### TASK LIST
• A. From the black hole discussion, extract the passage between "We know the" and "of that singularity.", inclusive.
• B. For each statement below, answer yes or no according to the black hole discussion, and support each answer with the deciding words quoted from it. (i) All events happen in all reference frames. (ii) An event that happens in one reference frame can fail to happen in another. (iii) You would feel yourself going through the event horizon of a large black hole.

### PASSAGE
Basically what I am saying is, you can't say whether the singularity has actually formed, since your reference frame is just as connected to the instant anything fell into the black hole as it is connected to the end state of the singularity. That makes it just as valid to say that things freeze the instant they touch the black hole as to say that they merge with the singularity the instant they touch it, since both are equally valid viewpoints from our perspective.
> That doesn't mean that he actually crosses it from our reference frame.
This specifically is an incorrect understanding. All events happen in all reference frames. There are no situations where an event that happens in one reference frame fails to happen in another. At worst (or best, depending on how you view it) we can disagree about the _order_ of events, but not which events actually happened.
It’s not that the crossing fails to happen. It’s just that, from the outside it takes an infinitely long time to happen and, for the diver’s perspective, it’s the universe outside that ended really quickly.
You are correct that we just dont know what happens behind event horizont, from our perspective at least. Currently our best theory says nothing from inside can leak out, so in that spirit saying infalling matter ends up in singularity is as based in reality as it transforming into unicorns.
Regardless, its important to keep in mind that this is valid _only_ from our perspective, that from the perspective of infalling matter something _real_ happens, and that real thing that happens is probably not completely disconnected from rules we perceived in our own universe.
Throwing hands up and saying "we cant tell whats inside, so why are we even arguing about what we think happens there" is certainly a way to look at things if your only motivation is to find out whats happening inside, but that is not all we are after. We are trying to use all we currently know to reason about how the inside might look, any possibility, and try to work out backwards what unforseen implications it might have for our reality.
We are not saying that inside blackhole is sigularity, we are saying that, given our understanding of how outside looks, there might be a singularity inside. We also know the math that yields us this singularity is probably wrong (infinite), and actively are trying to figure out whats wrong with it. We are using this imaginated realoty to work backwards what we might have gotten wrong, and perhaps in this case its not even the roght way of thinking to solve this mystery; it just worked for us before, so we trying.
If you figure out whats actually happening there, and find some way to connect it to rules of our universe, everyone will cheer. If its by first discovering new effect in our universe that would elegantly fit into blackholes, or in the stroke of genius come up with a pure theory enlighting some real observations, nobody would care.
Its just when we throw a mass, it keeps going. It makes more sense to think that it goes the same inside blackhole, but maybe not. We just dont know..
> Its just when we throw a mass, it keeps going
You wouldn't feel going through the event horizon of a large black hole, so I see no reason why that mass would somehow just collapse into a singularity.
Also the math for a black hole states that when the black holes density reaches below the density of the universe, the black holes event horizon will expand and encompass the whole universe, meaning matter doesn't even have to fall into the black hole, the black hole could just grow into the matter and then you don't even have a velocity you just have matter entering the black hole.
We know the two above are how the math for black holes work, none of those produce likely singularities, because there is no force compressing that into a singularity. So if singularities exists in black holes, it would just be some of them, and not all parts of the black hole would have to be a part of that singularity.

### SUPPLIED INFORMATION
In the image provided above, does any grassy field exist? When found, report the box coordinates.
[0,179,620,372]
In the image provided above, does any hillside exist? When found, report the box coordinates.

### ANSWERS TO THE EXERCISES
• A.
We know the two above are how the math for black holes work, none of those produce likely singularities, because there is no force compressing that into a singularity. So if singularities exists in black holes, it would just be some of them, and not all parts of the black hole would have to be a part of that singularity.

• B.
(i) Yes: "All events happen in all reference frames."
(ii) No: "There are no situations where an event that happens in one reference frame fails to happen in another."
(iii) No: "You wouldn't feel going through the event horizon of a large black hole"